▶ Supplied passage:
....................

Sunday, February 28, 2010

Becoming Raw

Now don't freak out. I'm not actually "becoming raw."

But I must admit, I was hoping some folks would read the title and think for a second that I'm giving up fried tofu and butter-soymilk biscuits. Psyche! Don't worry. You can pry cooked vegan foods from my cold dead hands.

I am, however, trying to work more raw meals into my life. I've done away with Raw Food Tuesday, which some of y'all might remember as my monthly all-raw, one-day food cleanse. Instead, I'm trying to work a few mostly raw dinners and lunches into my regular routine ... rather than only eat raw for one day a month. A great resource for this new plan is Becoming Raw: The Essential Guide to Raw Vegan Diets by Brenda Davis and Vesanto Melina (hence the name of this post).

Becoming Raw is a new resource book/cookbook published by the Book Publishing Company in Summertown, Tennessee. The first 249 pages are purely informational, and I would guess that it may be one of the most exhaustive volumes on raw diets.

Everything you've ever wanted to know about the history of raw foodism, recommended carb and protein intakes, how the body detoxifies, what minerals are in which raw foods, how enzymes work, and hundreds of other topics are in this book. I especially loved the essay on why coconut oil is good for you in moderation despite its high saturated fat content. And the chapter busting raw safety food myths was loaded with interesting trivia. Who knew some people believe raw sprouts could be a potential source of bacteria? That's a myth the authors busted, by the way.

The back half of Becoming Raw contains recipes, a few of which are crossovers from the authors' other cookbook The Raw Food Revolution Diet. Flipping through to pick out a test recipe, I kept coming back to this Pesto and Sundried Tomato Pizza with Veggies:

The crispy, cracker-like "crust" is made from soaked and dehydrated buckwheat groats and sunflower seeds. Italian herbs lend the crust a pizza-like flavor. It's topped with an out-of-this-world sundried tomato sauce (which I think will be my new go-to raw marinara ... so good!) and pesto. For the veggies, I used diced red bell pepper, diced zucchini, grated carrot, and red onion. Those are marinated overnight in a delicious olive oil/vinegar marinade.

Though Becoming Raw doesn't have a ton of recipes, the ones the authors included sound amazing — Coconut Macaroons, Celeriac Linguine with Bolognese Sauce and Hemp Parmesan, Herbed Almond Cheese, Sunflower-Hemp Milk. Sound delicious? Told ya so.

....................

▶ Data items:
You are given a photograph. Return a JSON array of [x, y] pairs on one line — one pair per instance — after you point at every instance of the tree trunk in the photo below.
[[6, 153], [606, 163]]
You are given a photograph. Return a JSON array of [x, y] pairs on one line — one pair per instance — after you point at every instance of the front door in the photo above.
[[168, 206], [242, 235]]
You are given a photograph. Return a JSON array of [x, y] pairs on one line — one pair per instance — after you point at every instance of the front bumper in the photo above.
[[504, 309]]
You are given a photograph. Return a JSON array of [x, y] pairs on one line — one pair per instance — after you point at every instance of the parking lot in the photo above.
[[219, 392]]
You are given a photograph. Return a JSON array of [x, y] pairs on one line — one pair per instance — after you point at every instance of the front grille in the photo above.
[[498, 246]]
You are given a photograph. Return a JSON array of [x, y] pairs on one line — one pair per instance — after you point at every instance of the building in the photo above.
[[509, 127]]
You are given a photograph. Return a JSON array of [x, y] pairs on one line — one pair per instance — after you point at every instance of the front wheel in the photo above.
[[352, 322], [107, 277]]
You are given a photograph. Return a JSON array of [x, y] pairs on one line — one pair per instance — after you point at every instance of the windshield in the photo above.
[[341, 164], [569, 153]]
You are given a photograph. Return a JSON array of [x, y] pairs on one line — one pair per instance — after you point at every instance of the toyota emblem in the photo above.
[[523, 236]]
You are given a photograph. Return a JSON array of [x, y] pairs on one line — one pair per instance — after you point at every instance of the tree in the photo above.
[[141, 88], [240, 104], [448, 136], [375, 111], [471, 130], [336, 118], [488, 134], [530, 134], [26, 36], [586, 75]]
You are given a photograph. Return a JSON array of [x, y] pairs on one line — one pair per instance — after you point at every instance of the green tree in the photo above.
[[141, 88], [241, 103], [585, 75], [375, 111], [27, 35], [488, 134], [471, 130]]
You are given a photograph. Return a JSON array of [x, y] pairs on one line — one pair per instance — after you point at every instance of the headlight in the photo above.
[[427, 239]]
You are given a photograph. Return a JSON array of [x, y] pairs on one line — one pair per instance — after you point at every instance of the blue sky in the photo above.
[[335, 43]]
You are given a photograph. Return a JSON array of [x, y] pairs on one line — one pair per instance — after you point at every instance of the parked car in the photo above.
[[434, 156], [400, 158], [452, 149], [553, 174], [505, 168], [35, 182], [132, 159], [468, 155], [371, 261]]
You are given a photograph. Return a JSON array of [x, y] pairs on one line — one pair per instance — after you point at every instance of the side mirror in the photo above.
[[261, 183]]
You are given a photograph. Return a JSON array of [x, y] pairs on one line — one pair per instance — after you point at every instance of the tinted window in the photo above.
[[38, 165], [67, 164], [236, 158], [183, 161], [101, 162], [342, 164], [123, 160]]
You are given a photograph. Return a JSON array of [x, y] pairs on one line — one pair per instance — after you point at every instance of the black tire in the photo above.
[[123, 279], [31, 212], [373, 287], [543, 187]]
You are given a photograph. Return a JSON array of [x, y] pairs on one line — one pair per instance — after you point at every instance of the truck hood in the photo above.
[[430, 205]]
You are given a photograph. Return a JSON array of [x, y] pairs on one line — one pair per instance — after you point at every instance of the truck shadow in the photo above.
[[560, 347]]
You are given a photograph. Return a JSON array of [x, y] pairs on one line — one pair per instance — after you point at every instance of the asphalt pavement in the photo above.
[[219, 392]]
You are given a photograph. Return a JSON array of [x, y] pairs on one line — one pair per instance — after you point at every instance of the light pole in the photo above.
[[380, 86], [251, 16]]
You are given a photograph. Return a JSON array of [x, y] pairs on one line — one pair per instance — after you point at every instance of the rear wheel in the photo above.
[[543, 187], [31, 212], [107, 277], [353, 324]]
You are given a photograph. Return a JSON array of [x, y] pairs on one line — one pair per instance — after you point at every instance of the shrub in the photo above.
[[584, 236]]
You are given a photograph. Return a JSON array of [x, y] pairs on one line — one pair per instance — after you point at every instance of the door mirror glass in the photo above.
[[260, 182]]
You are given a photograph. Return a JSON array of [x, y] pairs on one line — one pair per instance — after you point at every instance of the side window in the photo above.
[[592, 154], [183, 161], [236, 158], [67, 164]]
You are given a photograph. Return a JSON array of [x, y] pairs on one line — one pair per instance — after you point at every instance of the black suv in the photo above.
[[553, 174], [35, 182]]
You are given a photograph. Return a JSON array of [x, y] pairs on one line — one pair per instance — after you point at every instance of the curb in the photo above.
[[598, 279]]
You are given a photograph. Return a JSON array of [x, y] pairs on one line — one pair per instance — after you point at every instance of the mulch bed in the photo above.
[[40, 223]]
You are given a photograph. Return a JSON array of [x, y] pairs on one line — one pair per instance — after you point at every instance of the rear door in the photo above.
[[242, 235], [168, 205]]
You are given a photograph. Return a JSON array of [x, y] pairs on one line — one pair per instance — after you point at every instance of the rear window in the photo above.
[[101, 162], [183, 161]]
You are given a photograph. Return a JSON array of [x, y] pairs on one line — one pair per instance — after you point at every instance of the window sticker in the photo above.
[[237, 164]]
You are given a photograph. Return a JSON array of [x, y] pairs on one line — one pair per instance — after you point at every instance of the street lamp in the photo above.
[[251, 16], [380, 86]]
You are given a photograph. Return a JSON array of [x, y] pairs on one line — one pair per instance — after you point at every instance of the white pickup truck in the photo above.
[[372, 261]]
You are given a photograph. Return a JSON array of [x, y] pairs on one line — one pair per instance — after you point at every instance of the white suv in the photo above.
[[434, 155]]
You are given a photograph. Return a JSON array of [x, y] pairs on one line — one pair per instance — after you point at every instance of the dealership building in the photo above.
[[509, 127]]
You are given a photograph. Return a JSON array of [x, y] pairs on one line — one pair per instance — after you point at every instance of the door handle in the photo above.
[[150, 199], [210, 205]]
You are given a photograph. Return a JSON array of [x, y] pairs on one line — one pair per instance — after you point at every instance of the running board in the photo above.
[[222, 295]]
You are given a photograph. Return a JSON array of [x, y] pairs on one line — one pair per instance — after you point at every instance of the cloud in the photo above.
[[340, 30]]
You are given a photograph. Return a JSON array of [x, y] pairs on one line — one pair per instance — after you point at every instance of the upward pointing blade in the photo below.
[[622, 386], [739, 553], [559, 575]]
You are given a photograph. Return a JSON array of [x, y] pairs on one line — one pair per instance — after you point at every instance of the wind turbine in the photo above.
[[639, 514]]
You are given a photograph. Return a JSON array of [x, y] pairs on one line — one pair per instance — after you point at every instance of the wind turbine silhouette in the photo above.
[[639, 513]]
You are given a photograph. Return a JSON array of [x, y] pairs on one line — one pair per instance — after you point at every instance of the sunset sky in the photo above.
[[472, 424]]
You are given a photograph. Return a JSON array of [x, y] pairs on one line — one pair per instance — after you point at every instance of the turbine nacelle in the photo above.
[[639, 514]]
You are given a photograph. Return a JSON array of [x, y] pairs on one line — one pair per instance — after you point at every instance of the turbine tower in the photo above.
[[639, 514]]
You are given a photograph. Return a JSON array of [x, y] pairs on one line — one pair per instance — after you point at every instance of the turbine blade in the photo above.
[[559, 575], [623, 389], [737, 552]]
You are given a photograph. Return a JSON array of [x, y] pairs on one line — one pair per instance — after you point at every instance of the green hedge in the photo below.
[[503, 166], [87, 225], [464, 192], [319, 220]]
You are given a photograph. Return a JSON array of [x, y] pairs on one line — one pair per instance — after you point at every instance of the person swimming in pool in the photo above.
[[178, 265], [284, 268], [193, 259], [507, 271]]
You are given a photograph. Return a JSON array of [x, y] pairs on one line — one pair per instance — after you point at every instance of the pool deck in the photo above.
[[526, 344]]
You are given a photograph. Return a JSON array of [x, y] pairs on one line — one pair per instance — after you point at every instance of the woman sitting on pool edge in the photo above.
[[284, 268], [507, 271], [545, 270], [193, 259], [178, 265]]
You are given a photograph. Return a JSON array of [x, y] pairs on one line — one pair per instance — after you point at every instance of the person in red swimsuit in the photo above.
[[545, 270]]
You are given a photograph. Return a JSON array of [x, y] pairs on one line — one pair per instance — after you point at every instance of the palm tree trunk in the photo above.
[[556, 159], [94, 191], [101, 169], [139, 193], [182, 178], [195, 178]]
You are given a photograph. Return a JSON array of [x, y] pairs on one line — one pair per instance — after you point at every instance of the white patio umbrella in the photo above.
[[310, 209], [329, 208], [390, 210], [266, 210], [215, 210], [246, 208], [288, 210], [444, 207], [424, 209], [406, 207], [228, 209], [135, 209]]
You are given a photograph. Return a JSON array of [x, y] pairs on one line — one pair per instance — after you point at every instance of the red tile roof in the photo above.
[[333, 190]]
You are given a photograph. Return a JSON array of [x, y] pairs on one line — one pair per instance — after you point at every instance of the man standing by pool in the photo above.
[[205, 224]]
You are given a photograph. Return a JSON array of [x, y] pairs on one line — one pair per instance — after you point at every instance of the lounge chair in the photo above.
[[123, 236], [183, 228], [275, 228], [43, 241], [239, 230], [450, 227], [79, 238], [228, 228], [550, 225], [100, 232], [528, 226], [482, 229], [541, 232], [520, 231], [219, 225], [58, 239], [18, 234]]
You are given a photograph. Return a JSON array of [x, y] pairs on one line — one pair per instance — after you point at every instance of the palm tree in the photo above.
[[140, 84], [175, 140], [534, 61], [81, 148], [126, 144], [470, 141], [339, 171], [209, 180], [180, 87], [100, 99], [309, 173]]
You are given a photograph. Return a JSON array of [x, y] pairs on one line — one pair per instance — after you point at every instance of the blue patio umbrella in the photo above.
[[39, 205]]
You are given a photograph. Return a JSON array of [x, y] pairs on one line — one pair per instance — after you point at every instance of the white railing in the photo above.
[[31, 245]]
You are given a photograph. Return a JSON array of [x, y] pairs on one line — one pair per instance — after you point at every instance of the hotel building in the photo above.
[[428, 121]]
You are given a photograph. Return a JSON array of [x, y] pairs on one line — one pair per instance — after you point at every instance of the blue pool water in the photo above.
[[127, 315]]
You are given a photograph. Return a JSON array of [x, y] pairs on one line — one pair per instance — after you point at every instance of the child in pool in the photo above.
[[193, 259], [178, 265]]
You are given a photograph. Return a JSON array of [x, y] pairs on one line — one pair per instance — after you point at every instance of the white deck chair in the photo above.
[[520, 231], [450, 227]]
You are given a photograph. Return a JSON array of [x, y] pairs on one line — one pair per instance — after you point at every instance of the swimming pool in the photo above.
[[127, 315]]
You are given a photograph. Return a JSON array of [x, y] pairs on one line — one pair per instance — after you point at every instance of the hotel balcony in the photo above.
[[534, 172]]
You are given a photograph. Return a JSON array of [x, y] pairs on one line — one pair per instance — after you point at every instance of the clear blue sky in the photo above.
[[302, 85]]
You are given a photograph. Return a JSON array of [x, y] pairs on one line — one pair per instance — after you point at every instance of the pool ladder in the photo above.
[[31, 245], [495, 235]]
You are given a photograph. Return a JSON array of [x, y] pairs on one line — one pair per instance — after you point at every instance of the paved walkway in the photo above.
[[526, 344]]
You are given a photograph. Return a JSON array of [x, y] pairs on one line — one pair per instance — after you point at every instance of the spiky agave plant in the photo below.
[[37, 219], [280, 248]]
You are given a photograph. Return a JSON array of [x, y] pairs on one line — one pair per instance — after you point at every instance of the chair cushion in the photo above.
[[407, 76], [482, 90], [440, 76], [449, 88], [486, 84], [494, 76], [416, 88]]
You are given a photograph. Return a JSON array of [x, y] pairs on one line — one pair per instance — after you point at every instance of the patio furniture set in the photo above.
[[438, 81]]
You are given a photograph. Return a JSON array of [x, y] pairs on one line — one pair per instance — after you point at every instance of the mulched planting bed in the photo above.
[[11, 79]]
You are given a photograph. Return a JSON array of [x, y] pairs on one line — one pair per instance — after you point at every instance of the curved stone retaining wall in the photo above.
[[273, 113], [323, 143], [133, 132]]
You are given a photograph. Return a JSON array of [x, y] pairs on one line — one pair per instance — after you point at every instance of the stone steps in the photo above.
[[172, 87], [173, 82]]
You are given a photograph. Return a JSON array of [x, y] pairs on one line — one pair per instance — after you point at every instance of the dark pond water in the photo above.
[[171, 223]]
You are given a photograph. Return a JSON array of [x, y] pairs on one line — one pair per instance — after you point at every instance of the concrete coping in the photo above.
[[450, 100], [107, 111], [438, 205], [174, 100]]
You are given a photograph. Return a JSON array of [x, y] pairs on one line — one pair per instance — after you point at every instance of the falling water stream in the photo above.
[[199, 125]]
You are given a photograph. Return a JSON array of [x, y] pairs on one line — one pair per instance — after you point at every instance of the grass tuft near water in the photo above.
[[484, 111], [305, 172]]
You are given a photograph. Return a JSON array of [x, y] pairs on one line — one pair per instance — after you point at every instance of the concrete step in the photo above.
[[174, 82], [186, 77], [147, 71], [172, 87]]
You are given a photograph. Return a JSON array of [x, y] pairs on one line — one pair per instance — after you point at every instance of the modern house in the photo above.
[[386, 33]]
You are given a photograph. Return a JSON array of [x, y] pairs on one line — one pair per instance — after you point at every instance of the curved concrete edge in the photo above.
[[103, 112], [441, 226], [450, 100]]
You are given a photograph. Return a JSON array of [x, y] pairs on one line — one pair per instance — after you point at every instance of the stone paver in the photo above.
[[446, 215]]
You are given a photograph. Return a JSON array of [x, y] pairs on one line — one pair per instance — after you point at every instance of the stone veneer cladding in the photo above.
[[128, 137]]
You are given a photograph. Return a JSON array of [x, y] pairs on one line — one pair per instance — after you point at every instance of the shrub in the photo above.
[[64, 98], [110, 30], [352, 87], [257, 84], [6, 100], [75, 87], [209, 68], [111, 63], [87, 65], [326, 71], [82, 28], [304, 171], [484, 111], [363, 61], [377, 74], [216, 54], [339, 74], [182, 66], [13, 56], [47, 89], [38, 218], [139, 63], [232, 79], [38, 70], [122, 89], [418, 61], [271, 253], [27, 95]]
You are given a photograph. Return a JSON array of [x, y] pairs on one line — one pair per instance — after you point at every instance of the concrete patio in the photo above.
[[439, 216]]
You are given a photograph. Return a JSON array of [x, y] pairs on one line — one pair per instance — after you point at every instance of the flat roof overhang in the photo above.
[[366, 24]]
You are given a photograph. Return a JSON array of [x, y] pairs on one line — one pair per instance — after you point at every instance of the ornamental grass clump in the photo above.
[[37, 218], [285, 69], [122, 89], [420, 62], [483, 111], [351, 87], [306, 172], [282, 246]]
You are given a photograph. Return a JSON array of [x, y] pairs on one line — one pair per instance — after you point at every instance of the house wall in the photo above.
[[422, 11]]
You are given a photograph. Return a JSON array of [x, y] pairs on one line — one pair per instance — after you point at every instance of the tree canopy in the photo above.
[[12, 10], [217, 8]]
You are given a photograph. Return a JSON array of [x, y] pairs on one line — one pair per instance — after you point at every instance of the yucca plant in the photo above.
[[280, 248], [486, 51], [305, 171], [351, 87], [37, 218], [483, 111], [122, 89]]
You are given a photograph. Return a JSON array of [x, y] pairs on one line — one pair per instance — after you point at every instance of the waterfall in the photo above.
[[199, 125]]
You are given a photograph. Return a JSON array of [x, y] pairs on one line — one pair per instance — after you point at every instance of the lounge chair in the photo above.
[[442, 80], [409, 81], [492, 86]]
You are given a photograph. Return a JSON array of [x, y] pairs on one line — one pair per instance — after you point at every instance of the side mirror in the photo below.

....................

▶ Required work:
1. According to the blog post, what two ingredients make up the pizza crust?
2. Summarize the blog post in two sentences.
3. Quote the blog post, everything from "The back half" down to "olive oil/vinegar marinade.".
The rows have no connection to the blog post.

▶ Answers to the tasks:
1. Soaked and dehydrated buckwheat groats and sunflower seeds.

2. The writer isn't going fully raw but has dropped the monthly Raw Food Tuesday in favor of working a few mostly raw meals into a regular routine, using the book Becoming Raw by Brenda Davis and Vesanto Melina as a resource. The book's first 249 pages are purely informational on raw diets, and its back half holds a modest number of recipes, including a Pesto and Sundried Tomato Pizza with Veggies that the writer tested.

3.
The back half of Becoming Raw contains recipes, a few of which are crossovers from the authors' other cookbook The Raw Food Revolution Diet. Flipping through to pick out a test recipe, I kept coming back to this Pesto and Sundried Tomato Pizza with Veggies:

The crispy, cracker-like "crust" is made from soaked and dehydrated buckwheat groats and sunflower seeds. Italian herbs lend the crust a pizza-like flavor. It's topped with an out-of-this-world sundried tomato sauce (which I think will be my new go-to raw marinara ... so good!) and pesto. For the veggies, I used diced red bell pepper, diced zucchini, grated carrot, and red onion. Those are marinated overnight in a delicious olive oil/vinegar marinade.